Brano fornito:
************

Le leggi di Mendel sull’ereditarietà dei caratteri, i cromosomi presenti nel nucleo, il processo di formazione delle cellule riproduttive, la membrana cellulare, il DNA, il codice genetico, le vie metaboliche cellulari, l’anatomia e la fisiologia fine di ogni organo e di ogni apparato: tutte cose assolutamente sconosciute ai tempi del padre della teoria evoluzionista, sono solo “note in calce” alla sua opera? 

 

C’è qualcosa che non quadra. 

 

I biologi contemporanei non vanno più a caccia di farfalle, né raccolgono vegetali per creare erbari esotici; oggi devono studiare Biochimica, Chimica Organica, Genetica, Biologia molecolare, ecc. La nuova password necessaria per entrare nel mondo della cellula, cioè nel mondo della vita perché la vita è fatta di cellule, è complessità irriducibile. 

 

Il termine, reso famoso dal biochimico americano Michael Behe, nel suo celebre Darwin’s black box, del 1996, è utilizzabile ogni volta che si vuole descrivere un organo come l’occhio, o come il cuore, ma anche quando ci si concentra su una sola parte della cellula come la membrana; diventa tuttavia particolarmente efficace quando si osservi la rete metabolica cellulare.

************

Voci fornite:
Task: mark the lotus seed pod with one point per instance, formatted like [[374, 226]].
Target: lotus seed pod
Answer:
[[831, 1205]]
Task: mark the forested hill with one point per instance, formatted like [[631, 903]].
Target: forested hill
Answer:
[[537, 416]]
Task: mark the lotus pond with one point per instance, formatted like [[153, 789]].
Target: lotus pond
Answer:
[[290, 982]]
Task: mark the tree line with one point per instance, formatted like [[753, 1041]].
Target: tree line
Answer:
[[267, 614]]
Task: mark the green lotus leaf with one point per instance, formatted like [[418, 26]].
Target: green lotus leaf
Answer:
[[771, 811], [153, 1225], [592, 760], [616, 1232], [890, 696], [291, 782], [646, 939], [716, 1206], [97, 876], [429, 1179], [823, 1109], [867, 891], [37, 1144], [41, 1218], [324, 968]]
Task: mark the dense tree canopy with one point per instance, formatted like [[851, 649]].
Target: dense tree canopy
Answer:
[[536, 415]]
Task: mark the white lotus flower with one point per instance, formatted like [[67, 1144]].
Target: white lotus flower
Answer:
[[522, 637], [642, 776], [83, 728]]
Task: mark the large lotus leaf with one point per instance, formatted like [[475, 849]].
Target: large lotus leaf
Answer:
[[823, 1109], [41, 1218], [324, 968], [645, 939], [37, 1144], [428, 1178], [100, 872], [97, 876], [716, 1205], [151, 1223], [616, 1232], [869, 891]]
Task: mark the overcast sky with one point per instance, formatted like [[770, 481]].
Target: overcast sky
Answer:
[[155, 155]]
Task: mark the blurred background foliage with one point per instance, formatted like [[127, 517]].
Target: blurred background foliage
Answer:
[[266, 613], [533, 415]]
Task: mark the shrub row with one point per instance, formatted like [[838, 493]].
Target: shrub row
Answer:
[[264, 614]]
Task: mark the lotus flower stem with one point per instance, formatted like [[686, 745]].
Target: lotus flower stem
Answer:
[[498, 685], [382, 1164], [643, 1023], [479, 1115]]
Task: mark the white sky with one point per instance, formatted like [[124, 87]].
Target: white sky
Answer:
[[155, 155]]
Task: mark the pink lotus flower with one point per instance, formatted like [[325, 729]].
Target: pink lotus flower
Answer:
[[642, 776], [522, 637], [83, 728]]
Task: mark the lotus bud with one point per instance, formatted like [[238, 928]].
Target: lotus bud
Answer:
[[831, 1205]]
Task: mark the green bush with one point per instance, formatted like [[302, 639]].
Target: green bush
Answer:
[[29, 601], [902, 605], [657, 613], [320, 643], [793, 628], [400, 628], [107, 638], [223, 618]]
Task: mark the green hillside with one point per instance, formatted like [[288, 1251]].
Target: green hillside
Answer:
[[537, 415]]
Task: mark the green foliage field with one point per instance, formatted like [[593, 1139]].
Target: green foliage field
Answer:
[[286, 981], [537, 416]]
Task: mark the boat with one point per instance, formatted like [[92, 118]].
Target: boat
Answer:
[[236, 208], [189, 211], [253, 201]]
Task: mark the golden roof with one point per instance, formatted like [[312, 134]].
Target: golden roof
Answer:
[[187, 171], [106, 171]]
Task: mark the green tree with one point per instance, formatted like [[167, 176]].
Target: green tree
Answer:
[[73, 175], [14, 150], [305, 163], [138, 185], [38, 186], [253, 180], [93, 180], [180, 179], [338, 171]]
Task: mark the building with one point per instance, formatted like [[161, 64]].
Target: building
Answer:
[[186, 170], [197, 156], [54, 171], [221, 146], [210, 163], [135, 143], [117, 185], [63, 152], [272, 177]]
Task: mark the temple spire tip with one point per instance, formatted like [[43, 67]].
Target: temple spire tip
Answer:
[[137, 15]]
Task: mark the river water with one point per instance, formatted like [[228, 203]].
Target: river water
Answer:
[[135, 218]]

************

Compito 1: In base al brano fornito, per quale motivo entrare nel mondo della cellula significa entrare nel mondo della vita? Rispondi in una-tre frasi.
Compito 2: Trascrivi parola per parola il brano fornito, da "C’è qualcosa che" fino a "rete metabolica cellulare." incluso.
Le voci provengono da una fonte diversa rispetto al brano.

Risposta 1: Perché la vita è fatta di cellule. Di conseguenza il mondo della cellula coincide con il mondo della vita.

Risposta 2:
C’è qualcosa che non quadra. 

 

I biologi contemporanei non vanno più a caccia di farfalle, né raccolgono vegetali per creare erbari esotici; oggi devono studiare Biochimica, Chimica Organica, Genetica, Biologia molecolare, ecc. La nuova password necessaria per entrare nel mondo della cellula, cioè nel mondo della vita perché la vita è fatta di cellule, è complessità irriducibile. 

 

Il termine, reso famoso dal biochimico americano Michael Behe, nel suo celebre Darwin’s black box, del 1996, è utilizzabile ogni volta che si vuole descrivere un organo come l’occhio, o come il cuore, ma anche quando ci si concentra su una sola parte della cellula come la membrana; diventa tuttavia particolarmente efficace quando si osservi la rete metabolica cellulare.